**SUPPLIED PASSAGE:**
----------------------------------------

From Formula III, the porosity of the compressed product is about 0.96 to about 0.36 for products having a density of about 0.08 and 1.4 g/cc, respectively. The porosity of a fully compressed material is zero because such a fully compressed material does not have pore volume. This above-calculated porosity is often referred to as true porosity because the volume of both open and sealed pore spaces are included. Apparent porosity is a measurement of just the open-pore space which is accessible to a fluid, such as nitrogen or mercury. The volume of such open pore space is then substituted for VP in Formula I.
A higher density or a lower porosity product is typically too stiff for use as flexible sheet graphite and is typically too mechanically weak to survive mechanical shaping processes. Some applications also require higher impermeability or greater mechanical strength than is typical for compressed graphite sheets. For instance, anode and cathode fluid-flow plates used in a fuel cell should be substantially impermeable to gaseous reactants and products, such as hydrogen and oxygen, to avoid undesired leakage of the reactants and products. For these applications, a sealant is impregnated into the graphite sheet to seal the porosity, thereby providing the sealed graphite plate with greater impermeability. A similar graphite plate without having its pores sealed with a sealant would not be sufficiently gas impermeable for use within a fuel cell.
The impregnation of a sealant into a graphite sheet is often difficult because the sealant may not readily penetrate into the internal porosity of the sheet due to layered, parallel planes of carbon atoms at the surface of the plate. These layered, parallel planes tend to block access of the internal porosity. Furthermore, as the density of the graphite sheet increases, e.g., from about 0.08 to about 1.4 g/cc (5 to 90 lbs/ft3), impregnation of a sealant into internal porosity becomes more difficult because the outer surface of the plate is characterized by a greater number of layered, parallel planes of carbon atoms. Impregnation of these sheets, especially the denser sheets, is often quite time-consuming, thus increasing the manufacturing costs associated with such plates.
One technique for impregnating a flexible graphite sheet is disclosed in U.S. Pat. No. 4,729,910. The disclosed technique is to de-aerate the sheet and to apply a sealant under conditions of reduced pressure to facilitate the movement of the sealant into the porosity of the sheet. The technique suffers the disadvantage of requiring expensive pressure reducing equipment and using a sealant dissolved in organic solvents to reduce the viscosity of the sealant to permit entry of the less viscous sealant mixture into the porosity of the sheet. The organic solvent is then removed under reduced pressure conditions before the sealant is heat cured. This technique thus requires multiple pressure reducing steps to seal a graphite sheet.

----------------------------------------

**DATASET RECORDS:**
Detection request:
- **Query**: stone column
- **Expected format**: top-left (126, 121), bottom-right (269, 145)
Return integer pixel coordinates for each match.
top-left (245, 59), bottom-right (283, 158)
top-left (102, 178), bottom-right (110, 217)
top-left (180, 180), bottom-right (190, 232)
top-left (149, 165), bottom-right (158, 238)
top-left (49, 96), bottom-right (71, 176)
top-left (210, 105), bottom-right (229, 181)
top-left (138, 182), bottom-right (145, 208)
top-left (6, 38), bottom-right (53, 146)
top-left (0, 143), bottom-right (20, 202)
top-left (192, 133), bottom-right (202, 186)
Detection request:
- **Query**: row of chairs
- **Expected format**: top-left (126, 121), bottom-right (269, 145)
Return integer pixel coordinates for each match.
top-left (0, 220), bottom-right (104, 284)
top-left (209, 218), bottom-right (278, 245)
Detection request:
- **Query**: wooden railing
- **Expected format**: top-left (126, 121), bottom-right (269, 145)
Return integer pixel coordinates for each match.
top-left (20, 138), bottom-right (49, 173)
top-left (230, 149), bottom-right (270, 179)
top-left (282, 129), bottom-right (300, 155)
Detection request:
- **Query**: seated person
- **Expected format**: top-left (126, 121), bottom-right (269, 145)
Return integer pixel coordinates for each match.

----------------------------------------

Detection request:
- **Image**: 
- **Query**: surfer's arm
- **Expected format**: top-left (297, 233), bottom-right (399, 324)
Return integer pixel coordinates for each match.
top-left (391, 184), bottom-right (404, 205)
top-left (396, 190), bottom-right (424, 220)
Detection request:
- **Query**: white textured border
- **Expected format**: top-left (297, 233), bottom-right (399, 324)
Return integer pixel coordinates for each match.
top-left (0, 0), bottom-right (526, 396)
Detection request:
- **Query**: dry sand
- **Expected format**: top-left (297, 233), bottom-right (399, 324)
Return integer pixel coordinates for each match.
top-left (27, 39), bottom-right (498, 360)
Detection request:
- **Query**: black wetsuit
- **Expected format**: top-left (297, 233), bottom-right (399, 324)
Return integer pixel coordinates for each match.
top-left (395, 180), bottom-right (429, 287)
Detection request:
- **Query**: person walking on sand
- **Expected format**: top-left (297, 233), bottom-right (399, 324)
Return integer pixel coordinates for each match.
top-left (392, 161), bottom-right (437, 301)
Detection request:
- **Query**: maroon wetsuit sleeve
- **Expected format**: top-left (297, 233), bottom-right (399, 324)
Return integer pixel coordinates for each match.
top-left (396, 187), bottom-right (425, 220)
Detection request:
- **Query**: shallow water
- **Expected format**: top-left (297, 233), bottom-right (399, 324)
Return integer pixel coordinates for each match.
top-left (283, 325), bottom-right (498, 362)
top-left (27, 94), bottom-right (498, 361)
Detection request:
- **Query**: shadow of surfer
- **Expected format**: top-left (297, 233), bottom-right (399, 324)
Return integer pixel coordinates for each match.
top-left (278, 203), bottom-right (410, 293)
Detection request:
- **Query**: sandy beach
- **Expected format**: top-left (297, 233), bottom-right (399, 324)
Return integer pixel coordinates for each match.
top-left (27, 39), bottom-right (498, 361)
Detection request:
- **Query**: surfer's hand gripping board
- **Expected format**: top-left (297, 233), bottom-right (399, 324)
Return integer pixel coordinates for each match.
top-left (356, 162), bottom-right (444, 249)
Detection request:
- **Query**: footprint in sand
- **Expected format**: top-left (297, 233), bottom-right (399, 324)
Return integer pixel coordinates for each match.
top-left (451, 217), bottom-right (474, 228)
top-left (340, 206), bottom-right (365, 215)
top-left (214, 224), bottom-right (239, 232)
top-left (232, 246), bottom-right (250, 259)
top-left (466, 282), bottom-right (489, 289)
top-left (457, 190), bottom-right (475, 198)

----------------------------------------

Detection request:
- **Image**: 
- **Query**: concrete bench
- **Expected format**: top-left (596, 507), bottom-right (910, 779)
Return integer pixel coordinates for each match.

----------------------------------------

**ABOUT THIS EXERCISE:**
Copy out the passage on graphite sheet porosity, starting at "A higher density" and ending at "a fuel cell.".

**TASK ANSWER:**
A higher density or a lower porosity product is typically too stiff for use as flexible sheet graphite and is typically too mechanically weak to survive mechanical shaping processes. Some applications also require higher impermeability or greater mechanical strength than is typical for compressed graphite sheets. For instance, anode and cathode fluid-flow plates used in a fuel cell should be substantially impermeable to gaseous reactants and products, such as hydrogen and oxygen, to avoid undesired leakage of the reactants and products. For these applications, a sealant is impregnated into the graphite sheet to seal the porosity, thereby providing the sealed graphite plate with greater impermeability. A similar graphite plate without having its pores sealed with a sealant would not be sufficiently gas impermeable for use within a fuel cell.